RECORDS TO PROCESS =

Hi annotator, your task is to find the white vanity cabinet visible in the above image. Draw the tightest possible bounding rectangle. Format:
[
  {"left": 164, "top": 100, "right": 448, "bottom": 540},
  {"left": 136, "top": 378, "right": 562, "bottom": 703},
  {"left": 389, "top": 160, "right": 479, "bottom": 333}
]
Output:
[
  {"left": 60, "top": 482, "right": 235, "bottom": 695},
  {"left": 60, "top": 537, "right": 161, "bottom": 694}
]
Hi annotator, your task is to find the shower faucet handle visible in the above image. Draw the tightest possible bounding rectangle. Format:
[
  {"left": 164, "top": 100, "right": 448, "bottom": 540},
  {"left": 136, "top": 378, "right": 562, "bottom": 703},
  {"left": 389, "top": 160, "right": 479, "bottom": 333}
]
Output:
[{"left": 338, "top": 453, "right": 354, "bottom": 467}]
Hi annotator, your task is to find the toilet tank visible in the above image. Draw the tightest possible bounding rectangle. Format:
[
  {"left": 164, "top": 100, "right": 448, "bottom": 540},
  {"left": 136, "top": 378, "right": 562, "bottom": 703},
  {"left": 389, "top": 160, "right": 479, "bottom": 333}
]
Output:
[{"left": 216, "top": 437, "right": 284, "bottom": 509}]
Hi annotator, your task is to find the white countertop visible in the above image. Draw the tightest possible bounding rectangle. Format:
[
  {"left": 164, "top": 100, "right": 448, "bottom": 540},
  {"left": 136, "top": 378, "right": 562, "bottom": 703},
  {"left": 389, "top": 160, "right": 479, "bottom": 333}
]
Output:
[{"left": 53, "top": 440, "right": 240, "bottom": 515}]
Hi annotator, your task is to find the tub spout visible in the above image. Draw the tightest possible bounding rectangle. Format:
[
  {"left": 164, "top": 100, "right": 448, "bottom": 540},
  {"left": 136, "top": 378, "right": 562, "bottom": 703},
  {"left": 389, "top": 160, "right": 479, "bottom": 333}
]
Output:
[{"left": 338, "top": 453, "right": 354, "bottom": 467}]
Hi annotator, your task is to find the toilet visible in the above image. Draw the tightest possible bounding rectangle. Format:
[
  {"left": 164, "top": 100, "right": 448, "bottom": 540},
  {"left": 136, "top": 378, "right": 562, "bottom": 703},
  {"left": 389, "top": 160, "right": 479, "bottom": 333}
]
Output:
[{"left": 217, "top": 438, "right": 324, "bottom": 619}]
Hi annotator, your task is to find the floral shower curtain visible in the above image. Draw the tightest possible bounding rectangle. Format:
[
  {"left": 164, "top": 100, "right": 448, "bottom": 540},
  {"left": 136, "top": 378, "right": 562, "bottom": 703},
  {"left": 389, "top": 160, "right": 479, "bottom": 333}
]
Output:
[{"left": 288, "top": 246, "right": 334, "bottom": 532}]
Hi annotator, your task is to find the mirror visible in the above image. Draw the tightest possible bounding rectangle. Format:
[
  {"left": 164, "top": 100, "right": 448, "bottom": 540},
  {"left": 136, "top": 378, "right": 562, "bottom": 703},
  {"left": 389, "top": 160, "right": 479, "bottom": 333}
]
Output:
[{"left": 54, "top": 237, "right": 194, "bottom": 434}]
==
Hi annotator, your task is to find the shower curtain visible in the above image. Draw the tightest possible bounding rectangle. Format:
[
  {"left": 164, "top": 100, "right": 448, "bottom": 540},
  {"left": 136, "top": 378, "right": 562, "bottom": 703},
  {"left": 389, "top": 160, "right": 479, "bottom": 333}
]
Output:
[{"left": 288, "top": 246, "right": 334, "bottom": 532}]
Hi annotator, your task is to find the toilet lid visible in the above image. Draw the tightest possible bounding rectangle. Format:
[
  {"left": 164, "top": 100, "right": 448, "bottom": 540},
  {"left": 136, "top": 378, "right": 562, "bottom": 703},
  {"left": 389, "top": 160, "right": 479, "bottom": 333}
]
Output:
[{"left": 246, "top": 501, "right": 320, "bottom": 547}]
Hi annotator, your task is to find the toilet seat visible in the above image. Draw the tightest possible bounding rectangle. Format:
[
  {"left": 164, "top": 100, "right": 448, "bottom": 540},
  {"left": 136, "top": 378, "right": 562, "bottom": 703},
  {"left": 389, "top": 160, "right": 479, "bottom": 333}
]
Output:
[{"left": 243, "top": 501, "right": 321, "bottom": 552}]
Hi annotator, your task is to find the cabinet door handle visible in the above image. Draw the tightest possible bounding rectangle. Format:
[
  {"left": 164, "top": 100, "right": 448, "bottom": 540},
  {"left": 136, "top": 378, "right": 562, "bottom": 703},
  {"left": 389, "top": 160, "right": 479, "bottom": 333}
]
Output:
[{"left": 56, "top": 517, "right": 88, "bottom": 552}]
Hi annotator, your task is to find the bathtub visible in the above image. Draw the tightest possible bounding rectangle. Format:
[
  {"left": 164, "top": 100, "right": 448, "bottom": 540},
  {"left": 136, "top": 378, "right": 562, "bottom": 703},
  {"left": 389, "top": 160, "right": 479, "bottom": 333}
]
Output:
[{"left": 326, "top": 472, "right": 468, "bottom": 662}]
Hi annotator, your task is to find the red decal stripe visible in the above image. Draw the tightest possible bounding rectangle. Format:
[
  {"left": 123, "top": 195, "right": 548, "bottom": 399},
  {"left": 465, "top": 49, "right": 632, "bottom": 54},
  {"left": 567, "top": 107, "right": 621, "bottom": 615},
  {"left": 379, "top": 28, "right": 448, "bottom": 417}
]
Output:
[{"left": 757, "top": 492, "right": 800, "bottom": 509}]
...
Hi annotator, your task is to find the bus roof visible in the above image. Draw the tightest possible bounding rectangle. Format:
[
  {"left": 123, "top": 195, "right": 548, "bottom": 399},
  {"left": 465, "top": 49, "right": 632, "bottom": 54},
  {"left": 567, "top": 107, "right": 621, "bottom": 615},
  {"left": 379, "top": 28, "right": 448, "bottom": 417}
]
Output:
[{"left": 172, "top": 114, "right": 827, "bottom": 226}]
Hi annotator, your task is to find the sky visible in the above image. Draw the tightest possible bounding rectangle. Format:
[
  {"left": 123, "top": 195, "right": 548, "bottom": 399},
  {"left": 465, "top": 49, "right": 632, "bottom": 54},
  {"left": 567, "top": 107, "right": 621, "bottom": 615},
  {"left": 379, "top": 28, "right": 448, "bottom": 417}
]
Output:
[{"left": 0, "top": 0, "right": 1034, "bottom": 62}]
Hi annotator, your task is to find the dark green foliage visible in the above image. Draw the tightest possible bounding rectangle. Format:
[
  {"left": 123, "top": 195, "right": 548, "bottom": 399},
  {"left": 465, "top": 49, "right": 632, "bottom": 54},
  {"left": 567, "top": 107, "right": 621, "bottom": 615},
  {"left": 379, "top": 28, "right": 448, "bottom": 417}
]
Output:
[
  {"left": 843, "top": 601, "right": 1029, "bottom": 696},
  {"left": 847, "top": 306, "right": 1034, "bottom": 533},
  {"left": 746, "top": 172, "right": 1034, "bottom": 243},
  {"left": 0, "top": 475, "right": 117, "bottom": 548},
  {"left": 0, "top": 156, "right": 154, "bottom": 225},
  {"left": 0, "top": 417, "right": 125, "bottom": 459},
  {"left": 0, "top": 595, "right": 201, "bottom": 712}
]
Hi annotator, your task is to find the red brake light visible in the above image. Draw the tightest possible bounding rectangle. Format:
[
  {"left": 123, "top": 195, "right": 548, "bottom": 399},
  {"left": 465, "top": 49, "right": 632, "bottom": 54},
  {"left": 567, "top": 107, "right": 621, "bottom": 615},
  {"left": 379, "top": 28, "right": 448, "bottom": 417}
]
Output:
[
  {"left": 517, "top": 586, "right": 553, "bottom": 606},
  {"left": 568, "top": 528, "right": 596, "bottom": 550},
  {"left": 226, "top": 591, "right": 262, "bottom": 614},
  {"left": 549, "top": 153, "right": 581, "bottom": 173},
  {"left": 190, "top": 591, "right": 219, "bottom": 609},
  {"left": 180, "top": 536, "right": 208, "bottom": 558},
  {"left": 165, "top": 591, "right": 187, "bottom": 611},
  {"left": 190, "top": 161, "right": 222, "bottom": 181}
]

WHAT IS EXPECTED = Find every line in the items above that contains the word "toilet" and copy each of those lines in full. Treat uppercase and lowercase as different.

OUTPUT BELOW =
Hi annotator, your task is to find the toilet tank visible in the above image. Draw the tightest possible bounding rectangle. Format:
Hi annotator, your task is to find the toilet visible in the above image. Draw the tightest possible bounding rectangle. Format:
Hi annotator, your task is to find the toilet lid visible in the above image. Draw the tightest possible bounding rectangle. Format:
Hi annotator, your task is to find the toilet seat visible in the above image. Draw the tightest possible bounding rectangle. Format:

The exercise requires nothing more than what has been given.